PROBLEM REQUIREMENTS =>
The records are to be repeated in full, with the images removed.

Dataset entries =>
=-=-=-=-=

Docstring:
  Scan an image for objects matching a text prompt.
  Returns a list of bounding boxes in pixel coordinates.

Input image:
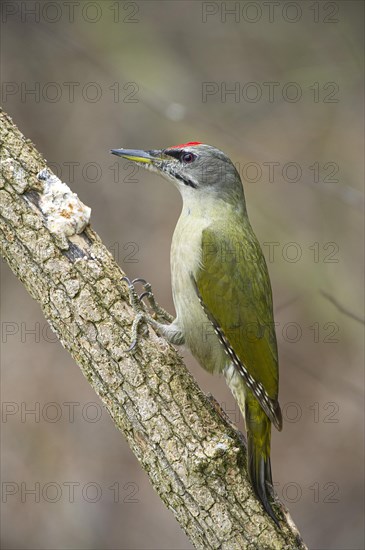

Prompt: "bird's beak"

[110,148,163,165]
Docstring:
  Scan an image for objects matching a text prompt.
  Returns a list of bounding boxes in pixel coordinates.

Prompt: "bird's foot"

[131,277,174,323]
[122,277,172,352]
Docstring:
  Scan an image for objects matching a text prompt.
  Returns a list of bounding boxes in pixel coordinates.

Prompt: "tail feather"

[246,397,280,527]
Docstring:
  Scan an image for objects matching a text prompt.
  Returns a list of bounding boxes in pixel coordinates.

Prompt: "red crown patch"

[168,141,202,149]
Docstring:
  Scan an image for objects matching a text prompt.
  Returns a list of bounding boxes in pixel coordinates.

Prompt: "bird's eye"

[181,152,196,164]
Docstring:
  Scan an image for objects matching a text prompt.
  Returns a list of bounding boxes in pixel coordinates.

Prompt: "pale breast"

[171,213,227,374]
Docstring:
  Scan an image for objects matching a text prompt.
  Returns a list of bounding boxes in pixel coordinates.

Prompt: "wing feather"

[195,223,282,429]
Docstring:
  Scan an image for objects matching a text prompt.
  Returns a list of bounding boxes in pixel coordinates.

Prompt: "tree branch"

=-=-=-=-=

ANSWER TO THE PROBLEM =>
Docstring:
  Scan an image for objects matching a text prompt.
  Returns a list of bounding boxes in pixel coordinates.

Input image:

Prompt: "bird's beak"

[110,148,163,165]
Docstring:
  Scan an image for objects matching a text prompt.
  Returns a list of bounding boxes in pixel coordinates.

Prompt: "bird's foot"

[131,277,174,323]
[122,277,172,352]
Docstring:
  Scan an image for objects matching a text prompt.
  Returns a list of bounding boxes in pixel coordinates.

Prompt: "tail feather"

[246,397,280,527]
Docstring:
  Scan an image for objects matching a text prompt.
  Returns a list of bounding boxes in pixel coordinates.

Prompt: "red crown patch"

[168,141,202,149]
Docstring:
  Scan an image for objects matching a text prompt.
  Returns a list of bounding boxes in pixel coordinates.

Prompt: "bird's eye"

[181,152,196,164]
Docstring:
  Scan an image for objects matching a text prompt.
  Returns a list of bounding boxes in pixel coordinates.

Prompt: "pale breast"

[171,213,227,374]
Docstring:
  Scan an image for objects matching a text prompt.
  Returns a list of bounding boxes in pixel coordinates.

Prompt: "wing feather"

[195,223,282,429]
Docstring:
  Scan an image for objects matching a text prompt.
  Returns a list of bounding boxes in pixel coordinates.

Prompt: "tree branch"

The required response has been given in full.